Reproduce the following records exactly from the line containing "Find the red" onward, ending with the last line and including it.

ENTRIES PROVIDED —

++++++++++++++++++++

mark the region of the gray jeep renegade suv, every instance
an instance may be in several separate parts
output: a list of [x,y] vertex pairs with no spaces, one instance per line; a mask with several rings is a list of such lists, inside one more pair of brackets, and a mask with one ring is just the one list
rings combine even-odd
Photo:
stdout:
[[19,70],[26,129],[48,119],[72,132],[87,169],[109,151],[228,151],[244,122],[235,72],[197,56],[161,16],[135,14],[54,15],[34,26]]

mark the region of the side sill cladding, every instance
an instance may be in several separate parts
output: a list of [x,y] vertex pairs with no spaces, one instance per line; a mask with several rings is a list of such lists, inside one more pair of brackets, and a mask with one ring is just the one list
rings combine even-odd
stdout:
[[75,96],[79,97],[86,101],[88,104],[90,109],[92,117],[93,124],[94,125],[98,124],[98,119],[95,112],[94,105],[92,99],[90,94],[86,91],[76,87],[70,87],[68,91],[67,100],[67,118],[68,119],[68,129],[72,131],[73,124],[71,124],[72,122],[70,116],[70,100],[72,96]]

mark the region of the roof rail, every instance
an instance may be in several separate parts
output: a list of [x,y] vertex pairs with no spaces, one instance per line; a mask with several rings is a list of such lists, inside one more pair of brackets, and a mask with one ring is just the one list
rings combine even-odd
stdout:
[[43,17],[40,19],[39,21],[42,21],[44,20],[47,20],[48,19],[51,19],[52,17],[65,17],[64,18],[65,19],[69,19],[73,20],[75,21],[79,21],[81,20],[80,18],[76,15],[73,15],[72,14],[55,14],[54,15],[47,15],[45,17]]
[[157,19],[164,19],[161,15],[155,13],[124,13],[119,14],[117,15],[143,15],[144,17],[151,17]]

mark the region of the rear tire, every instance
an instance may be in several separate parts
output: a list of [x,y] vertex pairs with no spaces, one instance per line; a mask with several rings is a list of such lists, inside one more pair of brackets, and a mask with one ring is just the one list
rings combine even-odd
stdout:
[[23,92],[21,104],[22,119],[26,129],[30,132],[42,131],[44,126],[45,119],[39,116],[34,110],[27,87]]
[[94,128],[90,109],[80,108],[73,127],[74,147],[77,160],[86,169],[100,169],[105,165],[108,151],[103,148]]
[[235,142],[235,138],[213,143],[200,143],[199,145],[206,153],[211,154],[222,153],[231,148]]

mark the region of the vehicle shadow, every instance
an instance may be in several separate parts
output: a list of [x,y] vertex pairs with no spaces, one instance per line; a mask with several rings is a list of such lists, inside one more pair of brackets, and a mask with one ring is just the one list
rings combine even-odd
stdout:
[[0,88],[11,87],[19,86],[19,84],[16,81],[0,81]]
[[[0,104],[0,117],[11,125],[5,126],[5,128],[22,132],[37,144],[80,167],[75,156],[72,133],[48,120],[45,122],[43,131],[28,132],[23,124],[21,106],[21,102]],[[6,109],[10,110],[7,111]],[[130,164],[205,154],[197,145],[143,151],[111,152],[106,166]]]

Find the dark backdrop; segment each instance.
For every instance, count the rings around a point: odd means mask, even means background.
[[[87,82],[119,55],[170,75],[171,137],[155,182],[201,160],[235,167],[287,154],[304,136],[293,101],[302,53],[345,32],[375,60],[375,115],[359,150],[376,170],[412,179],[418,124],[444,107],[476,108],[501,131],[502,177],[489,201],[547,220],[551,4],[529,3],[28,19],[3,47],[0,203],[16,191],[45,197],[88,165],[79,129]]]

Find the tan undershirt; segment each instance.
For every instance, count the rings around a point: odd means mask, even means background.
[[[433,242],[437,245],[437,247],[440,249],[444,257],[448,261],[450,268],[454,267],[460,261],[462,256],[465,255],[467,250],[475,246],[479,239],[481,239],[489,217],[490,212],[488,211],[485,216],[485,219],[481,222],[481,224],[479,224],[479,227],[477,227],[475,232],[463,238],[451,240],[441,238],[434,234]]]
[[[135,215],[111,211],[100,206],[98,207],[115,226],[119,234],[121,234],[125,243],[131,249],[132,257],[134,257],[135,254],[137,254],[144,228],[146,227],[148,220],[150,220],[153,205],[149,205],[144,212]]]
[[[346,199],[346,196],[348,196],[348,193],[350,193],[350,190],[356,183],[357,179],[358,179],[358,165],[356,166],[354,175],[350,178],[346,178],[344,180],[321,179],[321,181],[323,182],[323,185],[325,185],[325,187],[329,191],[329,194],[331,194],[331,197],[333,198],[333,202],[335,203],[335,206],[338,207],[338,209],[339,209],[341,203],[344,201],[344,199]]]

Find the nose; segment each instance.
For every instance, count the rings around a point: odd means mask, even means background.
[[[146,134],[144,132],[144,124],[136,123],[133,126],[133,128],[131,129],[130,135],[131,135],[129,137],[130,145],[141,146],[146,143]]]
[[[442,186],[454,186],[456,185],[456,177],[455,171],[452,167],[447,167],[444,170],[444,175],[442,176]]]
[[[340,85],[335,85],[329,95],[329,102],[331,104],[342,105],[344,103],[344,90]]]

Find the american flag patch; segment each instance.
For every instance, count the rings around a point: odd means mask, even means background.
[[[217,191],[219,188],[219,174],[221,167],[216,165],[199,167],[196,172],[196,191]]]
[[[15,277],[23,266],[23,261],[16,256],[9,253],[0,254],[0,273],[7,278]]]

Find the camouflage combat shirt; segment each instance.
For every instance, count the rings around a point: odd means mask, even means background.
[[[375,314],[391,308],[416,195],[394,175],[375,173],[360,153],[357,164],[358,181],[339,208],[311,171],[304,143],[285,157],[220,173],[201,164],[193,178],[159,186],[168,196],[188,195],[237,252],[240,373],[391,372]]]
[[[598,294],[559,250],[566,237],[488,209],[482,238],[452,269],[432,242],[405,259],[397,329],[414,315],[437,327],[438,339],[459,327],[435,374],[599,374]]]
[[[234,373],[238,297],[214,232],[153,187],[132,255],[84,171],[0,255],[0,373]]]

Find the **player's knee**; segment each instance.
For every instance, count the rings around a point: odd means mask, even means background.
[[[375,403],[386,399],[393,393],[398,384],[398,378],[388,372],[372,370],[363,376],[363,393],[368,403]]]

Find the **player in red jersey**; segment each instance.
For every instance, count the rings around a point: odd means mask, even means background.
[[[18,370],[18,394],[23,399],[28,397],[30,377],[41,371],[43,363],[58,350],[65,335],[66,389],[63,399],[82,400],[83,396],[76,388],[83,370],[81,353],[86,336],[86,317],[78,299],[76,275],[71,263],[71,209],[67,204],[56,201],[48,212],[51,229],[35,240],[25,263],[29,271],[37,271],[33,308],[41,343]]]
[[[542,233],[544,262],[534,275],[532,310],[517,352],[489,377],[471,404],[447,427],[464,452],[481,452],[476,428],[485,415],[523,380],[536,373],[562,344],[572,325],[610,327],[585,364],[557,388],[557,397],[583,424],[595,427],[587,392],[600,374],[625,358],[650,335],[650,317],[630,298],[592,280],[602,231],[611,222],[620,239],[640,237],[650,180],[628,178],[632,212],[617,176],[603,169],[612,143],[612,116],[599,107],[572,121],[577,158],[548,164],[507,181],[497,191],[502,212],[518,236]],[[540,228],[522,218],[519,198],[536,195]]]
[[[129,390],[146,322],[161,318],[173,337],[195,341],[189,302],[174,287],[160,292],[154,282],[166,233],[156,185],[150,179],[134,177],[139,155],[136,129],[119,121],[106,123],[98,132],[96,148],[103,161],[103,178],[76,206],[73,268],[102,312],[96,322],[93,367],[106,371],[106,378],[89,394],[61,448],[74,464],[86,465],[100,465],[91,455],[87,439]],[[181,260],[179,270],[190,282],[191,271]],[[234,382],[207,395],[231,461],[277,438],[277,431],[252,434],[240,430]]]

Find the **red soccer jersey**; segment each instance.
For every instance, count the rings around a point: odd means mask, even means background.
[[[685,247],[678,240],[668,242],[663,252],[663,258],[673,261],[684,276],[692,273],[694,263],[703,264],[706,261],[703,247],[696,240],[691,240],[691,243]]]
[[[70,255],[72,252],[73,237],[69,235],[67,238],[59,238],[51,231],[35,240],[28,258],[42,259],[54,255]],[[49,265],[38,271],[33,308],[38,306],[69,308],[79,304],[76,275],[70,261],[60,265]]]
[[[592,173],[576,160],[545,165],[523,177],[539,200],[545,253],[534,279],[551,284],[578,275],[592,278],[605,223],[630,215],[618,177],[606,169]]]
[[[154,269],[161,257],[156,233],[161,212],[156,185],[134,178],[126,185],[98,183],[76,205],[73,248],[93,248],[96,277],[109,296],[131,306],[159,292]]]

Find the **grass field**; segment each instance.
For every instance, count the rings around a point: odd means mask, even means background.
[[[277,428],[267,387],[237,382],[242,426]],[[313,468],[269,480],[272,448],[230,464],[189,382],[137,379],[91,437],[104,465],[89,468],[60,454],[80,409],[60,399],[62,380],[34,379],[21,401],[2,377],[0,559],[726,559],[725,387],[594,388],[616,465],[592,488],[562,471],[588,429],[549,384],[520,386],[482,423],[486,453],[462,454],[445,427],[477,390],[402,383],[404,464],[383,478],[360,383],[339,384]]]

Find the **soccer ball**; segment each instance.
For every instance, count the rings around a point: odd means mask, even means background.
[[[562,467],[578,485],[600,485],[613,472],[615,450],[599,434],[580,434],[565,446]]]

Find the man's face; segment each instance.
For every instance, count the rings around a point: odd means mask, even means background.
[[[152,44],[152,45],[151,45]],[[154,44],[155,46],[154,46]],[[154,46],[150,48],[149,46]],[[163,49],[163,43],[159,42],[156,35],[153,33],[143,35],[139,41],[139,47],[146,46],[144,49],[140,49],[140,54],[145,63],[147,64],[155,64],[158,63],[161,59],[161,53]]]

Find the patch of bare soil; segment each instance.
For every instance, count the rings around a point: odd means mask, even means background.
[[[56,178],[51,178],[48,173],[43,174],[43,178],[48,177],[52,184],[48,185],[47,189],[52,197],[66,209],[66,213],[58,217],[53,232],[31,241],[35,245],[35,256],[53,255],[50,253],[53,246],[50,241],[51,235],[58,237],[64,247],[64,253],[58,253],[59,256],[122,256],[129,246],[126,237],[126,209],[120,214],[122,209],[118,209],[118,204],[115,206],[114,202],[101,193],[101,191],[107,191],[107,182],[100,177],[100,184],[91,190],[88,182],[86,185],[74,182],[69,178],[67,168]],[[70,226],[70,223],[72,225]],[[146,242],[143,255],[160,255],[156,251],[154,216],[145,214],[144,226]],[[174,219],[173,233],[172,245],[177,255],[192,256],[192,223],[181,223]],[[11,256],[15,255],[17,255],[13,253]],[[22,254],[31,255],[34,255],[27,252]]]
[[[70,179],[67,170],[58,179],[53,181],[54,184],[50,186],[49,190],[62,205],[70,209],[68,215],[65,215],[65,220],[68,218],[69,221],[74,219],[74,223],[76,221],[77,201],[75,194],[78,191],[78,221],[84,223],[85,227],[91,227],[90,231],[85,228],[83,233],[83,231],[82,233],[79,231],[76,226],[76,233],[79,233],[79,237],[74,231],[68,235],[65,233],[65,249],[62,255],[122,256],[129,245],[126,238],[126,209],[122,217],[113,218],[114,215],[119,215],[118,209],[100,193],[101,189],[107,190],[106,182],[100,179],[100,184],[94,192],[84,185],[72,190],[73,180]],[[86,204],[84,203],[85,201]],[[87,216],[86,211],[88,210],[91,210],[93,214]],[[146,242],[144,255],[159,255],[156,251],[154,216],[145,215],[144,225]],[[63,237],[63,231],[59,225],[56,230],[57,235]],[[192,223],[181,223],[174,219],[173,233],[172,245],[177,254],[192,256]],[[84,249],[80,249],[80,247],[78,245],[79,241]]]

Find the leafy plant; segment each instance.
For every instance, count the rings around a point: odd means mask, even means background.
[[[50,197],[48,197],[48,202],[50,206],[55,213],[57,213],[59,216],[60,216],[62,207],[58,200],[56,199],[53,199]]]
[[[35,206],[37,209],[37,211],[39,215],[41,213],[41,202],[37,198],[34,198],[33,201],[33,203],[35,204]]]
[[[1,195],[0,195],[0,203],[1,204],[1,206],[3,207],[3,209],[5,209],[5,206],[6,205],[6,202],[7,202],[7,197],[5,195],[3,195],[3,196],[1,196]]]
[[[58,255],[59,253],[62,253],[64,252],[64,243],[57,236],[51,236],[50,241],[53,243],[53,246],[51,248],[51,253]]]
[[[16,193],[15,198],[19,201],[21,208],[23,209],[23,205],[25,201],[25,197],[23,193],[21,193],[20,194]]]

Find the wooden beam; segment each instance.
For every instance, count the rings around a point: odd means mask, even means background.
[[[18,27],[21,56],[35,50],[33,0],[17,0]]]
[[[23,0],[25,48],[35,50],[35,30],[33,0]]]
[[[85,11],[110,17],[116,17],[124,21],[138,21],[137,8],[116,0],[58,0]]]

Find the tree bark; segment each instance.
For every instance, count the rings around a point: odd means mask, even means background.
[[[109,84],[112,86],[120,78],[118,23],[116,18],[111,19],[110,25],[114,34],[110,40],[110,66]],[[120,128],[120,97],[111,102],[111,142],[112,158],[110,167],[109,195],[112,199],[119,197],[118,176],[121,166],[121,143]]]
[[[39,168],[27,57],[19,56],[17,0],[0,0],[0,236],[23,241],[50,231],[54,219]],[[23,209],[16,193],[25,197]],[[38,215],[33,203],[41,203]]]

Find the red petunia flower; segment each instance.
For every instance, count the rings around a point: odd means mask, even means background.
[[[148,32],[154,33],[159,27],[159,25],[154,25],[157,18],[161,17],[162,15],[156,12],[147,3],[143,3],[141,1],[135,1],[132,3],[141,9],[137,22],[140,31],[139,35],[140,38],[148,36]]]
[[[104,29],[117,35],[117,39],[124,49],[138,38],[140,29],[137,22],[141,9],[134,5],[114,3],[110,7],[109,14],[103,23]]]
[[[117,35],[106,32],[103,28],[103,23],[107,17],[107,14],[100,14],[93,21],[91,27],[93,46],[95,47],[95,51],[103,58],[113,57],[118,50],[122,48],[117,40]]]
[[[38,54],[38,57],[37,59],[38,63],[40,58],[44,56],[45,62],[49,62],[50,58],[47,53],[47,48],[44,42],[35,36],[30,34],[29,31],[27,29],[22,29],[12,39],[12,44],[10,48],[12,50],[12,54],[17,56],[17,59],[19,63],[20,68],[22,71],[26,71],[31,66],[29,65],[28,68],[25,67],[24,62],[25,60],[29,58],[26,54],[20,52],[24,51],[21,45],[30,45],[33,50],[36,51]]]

++++++++++++++++++++

FINAL ANSWER —
Find the red petunia flower; segment each instance.
For every instance, count the rings around a point: odd means mask, even means background.
[[[148,32],[154,33],[159,27],[159,25],[154,25],[157,18],[161,17],[162,15],[156,12],[147,3],[143,3],[141,1],[135,1],[132,3],[141,9],[137,22],[140,31],[139,35],[140,38],[148,36]]]
[[[104,29],[117,35],[117,39],[124,49],[138,38],[140,29],[137,22],[141,9],[134,5],[114,3],[110,7],[109,14],[103,23]]]
[[[117,35],[106,32],[103,28],[103,23],[107,17],[107,14],[100,14],[93,21],[91,27],[93,46],[95,47],[95,51],[103,58],[113,57],[118,50],[122,48],[117,40]]]
[[[38,54],[38,57],[37,59],[38,63],[40,58],[44,56],[45,62],[49,62],[50,58],[47,53],[47,48],[44,42],[35,36],[30,34],[29,31],[27,29],[22,29],[12,39],[12,44],[10,48],[12,50],[12,54],[17,56],[17,59],[19,63],[20,68],[22,71],[26,71],[31,66],[29,65],[28,68],[25,67],[24,62],[25,60],[29,58],[26,54],[20,52],[24,51],[21,45],[30,45],[33,50],[36,51]]]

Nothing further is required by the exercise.